Cory Farley, voted "Best of Reno" 26 times in 27 years by readers of his column in the Reno Gazette-Journal, takes an unconventional look at topics from presidential elections to the best way to cook Brussels sprouts.

Location: Verdi, Nev, United States

Wednesday, December 05, 2007

Won't be long before the underwear are flying

Well, now we know how long it takes to get bored with being a househusband.
Two and a half days.
That’s how long I’ve been retired, and how long I’ve been tending to the duties I always envisioned would be handled by a supermodel with a penchant for scrubbing and a nice touch with sauces.
Two and a half days, I confidently report, is enough.
I’m not a stranger to the job. I’ve done a third of our cooking forever. Terri hates laundry and I hate washing dishes, so we accommodate each other there. Most other tasks, we either alternate or work in what probably looks like companionable silence, though a better phrase might be “sullen acquiescence.”
Our problem is with . . . well, cleaning. We just don’t--what’s the phrase I want?—we don’t do it.
Our retirement plan, insofar as we had one, was that I’d work two or three more years, Terri would finish out her book contract (you’ll want to check that out, by the way,; someone you know would love a few hundred copies for Christmas), then we’d ease into our sunset years together.
As things turned out, my sunset years arrived by corporate fiat in the same week her contract for eight more books arrived via FedEx. That made my decision easier, but she had issues with staying home to work while I toured Europe, or for that matter went to McDonalds.
“You’re not going alone,” she said flatly.
“So I can take a date, then?”
We haven’t stayed married for 34 years by being rigid, though. We worked out a compromise: She’d bring home the bacon, and I’d do everything else.
It embarrasses me to admit how complacent I was about that. Like many males, I figured I’d bring the efficiency and organization of the workplace to bear on the problems of the household. Couple of hours a day, cut to 45 minutes after I got the hang of it, and I’d be rolling in gravy.
I forgot that the reason I became a columnist instead of getting a real job is that it requires neither organization nor efficiency. For 25 years, I’ve sat down three times a week, typed the first 500 words that popped into my head and knocked off. Terri, meanwhile, taught a generation of high school kids, raised two children to unindicted adulthood and, in her spare time, created worlds in her head that people are willing to pay to enter.
The first day, I walked the dog, went into town for coffee and cooked a great dinner, a recipe I’d been wanting to try. Not a bad two hours’ work. Somehow, though, it consumed 10 hours.

* * * * * * *

Set problem =
In the retirement column above, how long did it take the writer to get bored with being a househusband?

Data extract =
* * * * * * *

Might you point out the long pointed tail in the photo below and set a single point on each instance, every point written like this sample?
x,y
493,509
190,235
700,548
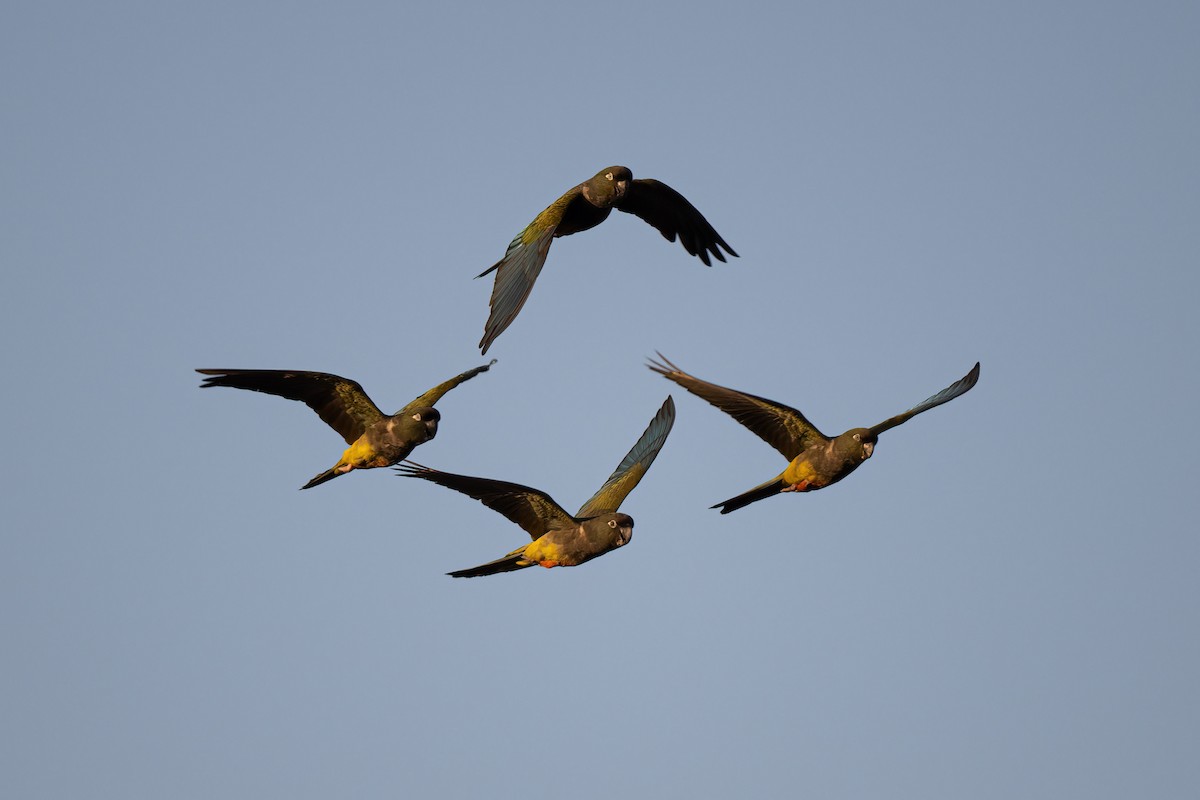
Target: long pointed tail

* * * * * * *

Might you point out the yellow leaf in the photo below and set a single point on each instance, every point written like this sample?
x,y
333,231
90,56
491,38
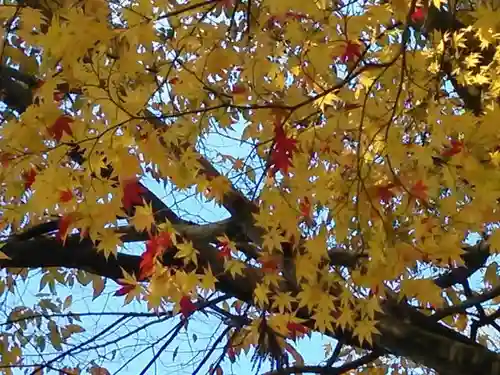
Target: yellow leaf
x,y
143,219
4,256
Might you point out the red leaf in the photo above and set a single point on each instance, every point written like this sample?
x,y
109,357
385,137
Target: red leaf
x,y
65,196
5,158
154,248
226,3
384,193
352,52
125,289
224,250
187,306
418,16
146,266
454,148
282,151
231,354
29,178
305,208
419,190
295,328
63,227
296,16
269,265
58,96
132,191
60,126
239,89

* * * * * * *

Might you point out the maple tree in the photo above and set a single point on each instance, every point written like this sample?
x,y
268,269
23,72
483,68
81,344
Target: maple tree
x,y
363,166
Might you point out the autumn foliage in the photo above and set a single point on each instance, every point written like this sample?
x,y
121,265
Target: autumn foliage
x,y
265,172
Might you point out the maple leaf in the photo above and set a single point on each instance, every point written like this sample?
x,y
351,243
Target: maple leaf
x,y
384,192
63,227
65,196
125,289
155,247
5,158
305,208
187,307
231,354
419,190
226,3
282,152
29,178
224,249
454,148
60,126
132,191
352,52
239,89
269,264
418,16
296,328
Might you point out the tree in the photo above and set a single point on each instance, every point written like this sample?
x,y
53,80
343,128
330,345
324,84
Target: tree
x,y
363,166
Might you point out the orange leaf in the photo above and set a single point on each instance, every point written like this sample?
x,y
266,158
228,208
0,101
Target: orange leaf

* * * * * * *

Reply to the task =
Two and a half days.